■ Task objective: Copy every entry below exactly, and keep out the pictures.

▬▬▬

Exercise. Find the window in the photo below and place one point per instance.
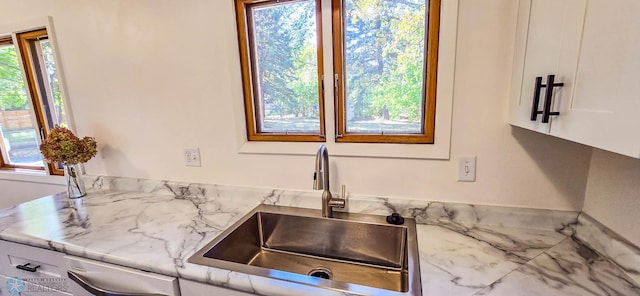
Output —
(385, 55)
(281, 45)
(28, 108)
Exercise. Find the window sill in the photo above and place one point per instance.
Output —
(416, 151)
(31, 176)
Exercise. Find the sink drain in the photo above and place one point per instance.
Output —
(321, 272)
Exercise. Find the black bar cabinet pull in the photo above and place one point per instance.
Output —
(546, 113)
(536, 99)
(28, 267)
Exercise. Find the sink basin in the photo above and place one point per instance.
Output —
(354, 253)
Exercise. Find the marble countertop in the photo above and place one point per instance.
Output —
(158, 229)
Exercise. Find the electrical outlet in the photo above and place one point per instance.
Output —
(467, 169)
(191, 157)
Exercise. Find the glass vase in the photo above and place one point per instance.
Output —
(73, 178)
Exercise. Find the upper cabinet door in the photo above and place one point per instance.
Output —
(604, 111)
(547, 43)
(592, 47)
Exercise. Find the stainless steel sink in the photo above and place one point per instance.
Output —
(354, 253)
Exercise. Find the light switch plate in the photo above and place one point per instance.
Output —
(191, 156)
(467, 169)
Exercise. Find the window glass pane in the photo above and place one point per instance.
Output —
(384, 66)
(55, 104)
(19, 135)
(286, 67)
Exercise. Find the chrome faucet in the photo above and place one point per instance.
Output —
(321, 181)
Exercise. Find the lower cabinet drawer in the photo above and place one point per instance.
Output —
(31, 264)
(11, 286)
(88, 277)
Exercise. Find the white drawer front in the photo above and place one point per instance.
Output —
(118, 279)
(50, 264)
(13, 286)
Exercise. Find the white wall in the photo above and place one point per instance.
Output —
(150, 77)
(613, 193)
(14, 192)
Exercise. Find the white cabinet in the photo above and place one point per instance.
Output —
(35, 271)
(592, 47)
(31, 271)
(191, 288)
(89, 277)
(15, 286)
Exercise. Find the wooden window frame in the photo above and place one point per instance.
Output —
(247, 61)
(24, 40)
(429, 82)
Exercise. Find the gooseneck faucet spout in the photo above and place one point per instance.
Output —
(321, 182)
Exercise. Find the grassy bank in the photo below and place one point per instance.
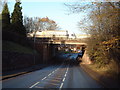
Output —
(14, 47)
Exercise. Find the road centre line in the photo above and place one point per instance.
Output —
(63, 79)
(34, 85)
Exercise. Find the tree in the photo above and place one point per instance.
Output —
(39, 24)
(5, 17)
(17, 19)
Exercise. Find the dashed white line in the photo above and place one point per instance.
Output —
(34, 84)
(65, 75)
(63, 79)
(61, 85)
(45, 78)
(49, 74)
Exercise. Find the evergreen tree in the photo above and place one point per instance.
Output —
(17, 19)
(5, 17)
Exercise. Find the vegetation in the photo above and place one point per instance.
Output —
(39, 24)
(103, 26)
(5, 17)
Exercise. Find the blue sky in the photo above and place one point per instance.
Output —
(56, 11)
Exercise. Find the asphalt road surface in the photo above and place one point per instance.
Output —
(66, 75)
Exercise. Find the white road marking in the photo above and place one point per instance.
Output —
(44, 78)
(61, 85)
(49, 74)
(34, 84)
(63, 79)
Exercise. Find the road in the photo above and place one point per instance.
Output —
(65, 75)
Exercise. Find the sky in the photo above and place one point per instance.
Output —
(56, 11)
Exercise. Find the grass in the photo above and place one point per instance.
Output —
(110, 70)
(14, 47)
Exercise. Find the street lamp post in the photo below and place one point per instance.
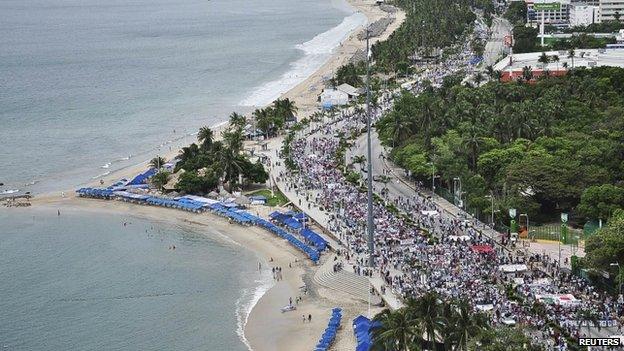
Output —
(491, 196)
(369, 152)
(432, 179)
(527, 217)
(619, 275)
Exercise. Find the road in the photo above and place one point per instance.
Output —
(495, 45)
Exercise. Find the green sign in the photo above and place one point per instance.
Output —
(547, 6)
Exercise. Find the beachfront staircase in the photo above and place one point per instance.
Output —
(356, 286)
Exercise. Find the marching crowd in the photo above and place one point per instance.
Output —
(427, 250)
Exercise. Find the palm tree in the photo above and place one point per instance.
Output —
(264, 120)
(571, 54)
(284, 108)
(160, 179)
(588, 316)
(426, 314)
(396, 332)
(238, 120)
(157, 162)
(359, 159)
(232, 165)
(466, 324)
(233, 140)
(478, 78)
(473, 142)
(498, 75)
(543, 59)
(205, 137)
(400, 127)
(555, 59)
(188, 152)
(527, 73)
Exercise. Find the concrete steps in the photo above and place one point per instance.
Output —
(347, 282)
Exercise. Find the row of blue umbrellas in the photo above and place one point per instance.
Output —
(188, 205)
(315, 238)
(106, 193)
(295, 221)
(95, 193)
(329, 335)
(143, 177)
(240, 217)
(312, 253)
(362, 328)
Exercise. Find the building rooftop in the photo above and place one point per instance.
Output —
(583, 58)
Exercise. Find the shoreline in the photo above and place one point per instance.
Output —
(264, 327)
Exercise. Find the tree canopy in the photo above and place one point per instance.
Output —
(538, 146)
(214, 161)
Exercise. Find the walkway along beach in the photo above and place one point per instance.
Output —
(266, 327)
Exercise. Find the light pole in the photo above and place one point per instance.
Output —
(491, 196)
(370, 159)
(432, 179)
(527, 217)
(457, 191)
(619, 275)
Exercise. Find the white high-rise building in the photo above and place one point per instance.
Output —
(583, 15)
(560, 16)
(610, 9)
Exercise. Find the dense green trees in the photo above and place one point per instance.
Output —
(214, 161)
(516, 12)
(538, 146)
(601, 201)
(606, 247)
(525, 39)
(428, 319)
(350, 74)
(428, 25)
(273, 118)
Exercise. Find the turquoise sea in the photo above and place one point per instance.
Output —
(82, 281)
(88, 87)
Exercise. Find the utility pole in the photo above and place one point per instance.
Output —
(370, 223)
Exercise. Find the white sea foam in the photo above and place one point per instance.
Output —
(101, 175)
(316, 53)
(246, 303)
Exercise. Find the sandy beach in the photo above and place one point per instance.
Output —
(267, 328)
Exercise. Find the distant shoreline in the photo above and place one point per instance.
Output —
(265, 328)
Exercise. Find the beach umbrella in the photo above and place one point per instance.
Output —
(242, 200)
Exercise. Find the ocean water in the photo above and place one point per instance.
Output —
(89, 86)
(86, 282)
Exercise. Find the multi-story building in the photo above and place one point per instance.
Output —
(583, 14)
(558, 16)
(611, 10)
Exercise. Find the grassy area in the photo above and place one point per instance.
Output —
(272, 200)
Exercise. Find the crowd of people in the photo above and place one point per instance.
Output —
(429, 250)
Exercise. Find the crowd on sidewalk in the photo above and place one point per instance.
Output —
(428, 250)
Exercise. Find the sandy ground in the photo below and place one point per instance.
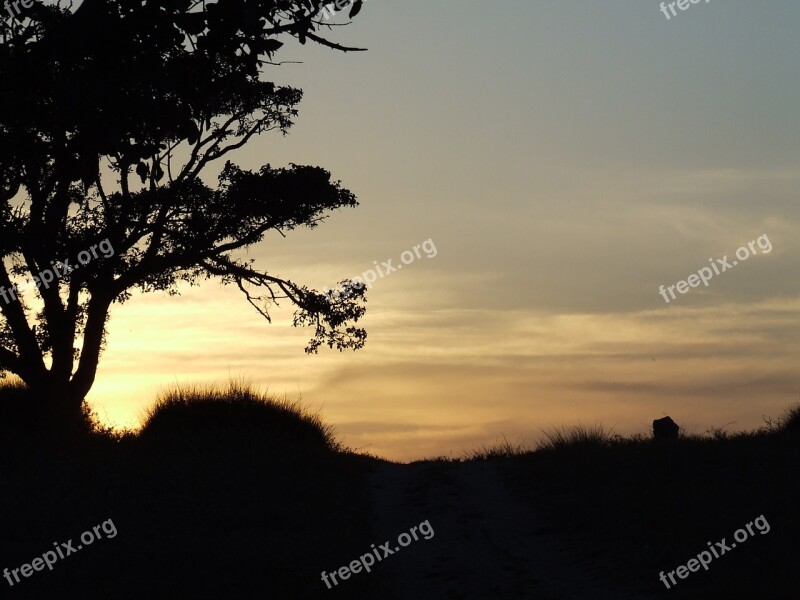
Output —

▬▬▬

■ Output below:
Exercise. Find the window in the photo below and place one point per instance.
Output —
(385, 55)
(281, 45)
(28, 108)
Exercise. Find the window sill in the photo above and place one point per instance.
Output —
(416, 151)
(31, 176)
Exercise. Find the sink drain in the photo above and place one point per instance.
Output —
(321, 272)
Exercise. Find the black bar cabinet pull in the photo above and place one point per instance.
Output —
(546, 113)
(536, 99)
(28, 267)
Exercise. Find the sink basin in the photo above and place one point per instance.
Output —
(354, 253)
Exercise. Find the marble countertop in the photo above and place one point per instance.
Output —
(158, 229)
Exercise. Find the electrical outlet in the photo above and place one point per instance.
Output —
(467, 169)
(191, 157)
Exercise. Find the glass vase in the photo above and place one point per instance.
Output —
(73, 178)
Exercise. Find the upper cabinet door in the photo above and place one point per instance.
Output —
(604, 111)
(547, 43)
(592, 47)
Exercise. Find the stainless steel sink in the photo above and place one point per instance.
Output —
(354, 253)
Exercise. Find the light switch plate in the photo above and place one point per instance.
Output —
(191, 156)
(467, 169)
Exercise. Find the window glass pane in the photo above and place one point per instance.
Output —
(384, 66)
(55, 104)
(19, 135)
(286, 67)
Exercise. Find the chrome faucet in the photo above and place one point per instance.
Output —
(321, 181)
Exercise. Find the lower cabinet drawer in the photo above and place one point per instance.
Output —
(31, 264)
(11, 286)
(88, 277)
Exercise. Find the white drawer front in the photo above and place one point per instance.
Output —
(118, 279)
(50, 264)
(13, 286)
Exercise. Find the white wall in the photo above and place one point per instance.
Output —
(150, 77)
(613, 193)
(14, 192)
Exercise. Find the white cabinet in the photo above and place one point per instance.
Output —
(35, 271)
(592, 47)
(31, 271)
(191, 288)
(89, 277)
(15, 286)
Exercise. Find the wooden window frame in the photo above and place one point per instance.
Output —
(247, 61)
(24, 40)
(429, 82)
Exercise. Find the gooseneck faucet spout in the photo above and place one point per instance.
Output —
(321, 182)
Exercise. Find the grassy bank in the photo below and place one point per instance.
Output —
(14, 47)
Exercise. Find the road centre line in the photo above and place one point per instance.
Output —
(63, 79)
(34, 85)
Exercise. Find the tree in the photo above and place one point per instance.
Output —
(39, 24)
(5, 17)
(17, 19)
Exercise. Find the dashed white line in the photo above and place one point per instance.
Output —
(34, 84)
(65, 75)
(63, 79)
(61, 85)
(45, 78)
(49, 74)
Exercise. Find the evergreen tree in the photo above and place one point per instance.
Output —
(17, 19)
(5, 17)
Exercise. Find the vegetation in the photo above and place one point per instance.
Output —
(39, 24)
(103, 26)
(5, 17)
Exercise. Find the blue sky in the photo above and place one point per instance.
Output —
(56, 11)
Exercise. Find the asphalt road surface in the photo above and place one point per instance.
Output —
(66, 75)
Exercise. Find the white road marking in the photo above and place one point per instance.
Output —
(44, 78)
(61, 85)
(49, 74)
(34, 84)
(63, 79)
Exercise. Find the road in the photo above and place one point per instance.
Output —
(65, 75)
Exercise. Find the sky in the photo above and place one point per instance.
Output —
(56, 11)
Exercise. Find the grass in the photo above and place one point per instance.
Output —
(110, 70)
(14, 47)
Exercise. Find the street lamp post in the photo below and place one point per instance.
Output —
(491, 196)
(369, 152)
(432, 179)
(527, 217)
(619, 275)
Exercise. Find the road in the photo above and place one point per instance.
Output —
(495, 45)
Exercise. Find the green sign in the photo above and place one point per instance.
Output —
(547, 6)
Exercise. Find the beachfront staircase in the photo above and place one point per instance.
Output —
(356, 286)
Exercise. Find the marching crowd in the photo above and place one point per instance.
Output —
(427, 250)
Exercise. Find the palm tree in the photo above and place one point per instance.
Output —
(264, 120)
(571, 54)
(284, 108)
(160, 179)
(588, 316)
(426, 314)
(396, 332)
(238, 120)
(157, 162)
(359, 159)
(232, 165)
(466, 324)
(233, 140)
(478, 78)
(473, 142)
(498, 75)
(543, 59)
(205, 137)
(400, 127)
(555, 59)
(188, 152)
(527, 73)
Exercise. Find the concrete steps in the photo above and place one point per instance.
Output —
(347, 282)
Exercise. Find the row of blue umbrellas in the photo above and place one point per instance.
Output —
(188, 205)
(315, 238)
(106, 193)
(295, 221)
(95, 193)
(329, 335)
(143, 177)
(240, 217)
(312, 253)
(362, 328)
Exercise. Find the building rooftop in the photo above and place one point per instance.
Output —
(583, 58)
Exercise. Find the shoreline in the photo above and place one point per instance.
Output —
(264, 327)
Exercise. Find the tree canopy in the photo above and place one point per instance.
Output —
(538, 146)
(214, 161)
Exercise. Find the walkway along beach in the photo above and place one point per instance.
Output —
(266, 327)
Exercise. Find the light pole in the photo above and place one point per instance.
Output —
(491, 196)
(370, 159)
(432, 179)
(527, 217)
(457, 191)
(619, 275)
Exercise. Find the white high-rise building in the photo above and place one point per instance.
Output —
(583, 15)
(560, 16)
(610, 9)
Exercise. Find the dense green trees in the photo above and place one point per instance.
Output —
(214, 161)
(516, 12)
(538, 146)
(601, 201)
(606, 247)
(525, 39)
(428, 319)
(350, 74)
(428, 25)
(273, 118)
Exercise. Find the turquoise sea in the photo above and place one point per instance.
Output —
(82, 281)
(88, 87)
Exercise. Find the utility pole in the photo above and place one point per instance.
Output —
(370, 223)
Exercise. Find the white sea foam in the photo above and place one point per instance.
Output —
(101, 175)
(316, 53)
(246, 303)
Exercise. Find the sandy beach in the photo above and place one point per instance.
Output —
(267, 328)
Exercise. Find the distant shoreline in the photo above and place one point per instance.
Output —
(265, 328)
Exercise. Find the beach umbrella in the photo above and place one point per instance.
Output —
(242, 200)
Exercise. Find the ocean water in the photo above and place one point per instance.
Output —
(89, 86)
(86, 282)
Exercise. Find the multi-story building in the photo above and place one point per instance.
Output —
(583, 14)
(558, 16)
(611, 10)
Exercise. Find the grassy area in the photo above and place one point per instance.
Output —
(272, 200)
Exercise. Find the crowd of people in the photo above and place one point per instance.
Output —
(429, 250)
Exercise. Find the crowd on sidewalk in the photo above and place one point per instance.
Output —
(428, 250)
Exercise. Find the sandy ground in the photo below and place one point per instance.
Output —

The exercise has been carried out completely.